PROBLEM STATEMENT: Express the lines of the records below as a JSON list of strings, one string per line and with blank lines omitted, starting from the line that contains "[pin] man in plaid" and continuing through the last line of the records.

══════

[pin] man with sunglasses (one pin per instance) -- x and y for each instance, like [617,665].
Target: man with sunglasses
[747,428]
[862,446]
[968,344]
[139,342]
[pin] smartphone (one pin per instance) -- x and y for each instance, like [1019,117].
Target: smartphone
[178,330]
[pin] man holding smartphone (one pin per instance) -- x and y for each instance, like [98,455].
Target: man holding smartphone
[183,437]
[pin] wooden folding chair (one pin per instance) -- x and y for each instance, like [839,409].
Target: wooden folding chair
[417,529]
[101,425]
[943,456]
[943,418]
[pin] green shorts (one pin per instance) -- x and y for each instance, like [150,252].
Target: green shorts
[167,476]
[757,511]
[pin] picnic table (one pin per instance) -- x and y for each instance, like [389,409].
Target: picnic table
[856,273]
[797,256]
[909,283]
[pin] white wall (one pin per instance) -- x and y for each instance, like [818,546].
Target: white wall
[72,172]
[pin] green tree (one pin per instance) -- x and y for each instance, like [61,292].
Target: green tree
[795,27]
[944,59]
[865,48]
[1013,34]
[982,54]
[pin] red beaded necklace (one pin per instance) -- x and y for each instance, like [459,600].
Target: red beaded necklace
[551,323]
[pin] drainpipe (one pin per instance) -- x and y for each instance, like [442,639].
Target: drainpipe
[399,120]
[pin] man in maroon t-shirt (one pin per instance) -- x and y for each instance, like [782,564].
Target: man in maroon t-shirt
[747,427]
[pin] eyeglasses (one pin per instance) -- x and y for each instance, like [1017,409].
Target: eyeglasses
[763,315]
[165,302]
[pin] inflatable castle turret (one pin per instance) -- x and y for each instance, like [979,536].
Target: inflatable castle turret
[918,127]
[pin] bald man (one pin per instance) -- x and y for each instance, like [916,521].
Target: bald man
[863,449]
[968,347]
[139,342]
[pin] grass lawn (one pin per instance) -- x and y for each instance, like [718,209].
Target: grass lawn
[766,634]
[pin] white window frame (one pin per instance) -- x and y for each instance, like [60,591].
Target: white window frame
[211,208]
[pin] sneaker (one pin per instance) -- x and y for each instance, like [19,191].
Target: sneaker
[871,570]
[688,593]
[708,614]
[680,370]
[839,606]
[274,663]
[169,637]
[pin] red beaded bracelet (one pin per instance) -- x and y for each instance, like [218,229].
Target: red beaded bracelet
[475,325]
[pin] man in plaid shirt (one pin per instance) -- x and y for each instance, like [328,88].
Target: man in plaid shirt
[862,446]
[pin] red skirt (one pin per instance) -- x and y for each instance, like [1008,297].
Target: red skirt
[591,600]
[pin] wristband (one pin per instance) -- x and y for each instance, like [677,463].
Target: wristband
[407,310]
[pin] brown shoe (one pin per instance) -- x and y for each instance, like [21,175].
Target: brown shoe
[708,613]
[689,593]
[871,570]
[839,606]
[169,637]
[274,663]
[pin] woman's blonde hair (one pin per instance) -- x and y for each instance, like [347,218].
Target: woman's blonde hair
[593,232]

══════

ANSWER FOR THIS EXERCISE:
[
  "[pin] man in plaid shirt (one pin per instance) -- x and y for each instance, like [328,88].",
  "Target: man in plaid shirt",
  "[862,446]",
  "[pin] red skirt (one pin per instance) -- x and y for each instance, like [1008,297].",
  "Target: red skirt",
  "[591,600]",
  "[pin] wristband (one pin per instance) -- x and y for each instance, like [677,463].",
  "Target: wristband",
  "[407,310]",
  "[pin] brown shoe (one pin per instance) -- x and y for each instance, like [21,175].",
  "Target: brown shoe",
  "[708,613]",
  "[689,593]",
  "[871,570]",
  "[839,606]",
  "[169,637]",
  "[274,663]",
  "[pin] woman's blonde hair (one pin per instance) -- x and y for each instance, like [347,218].",
  "Target: woman's blonde hair",
  "[593,232]"
]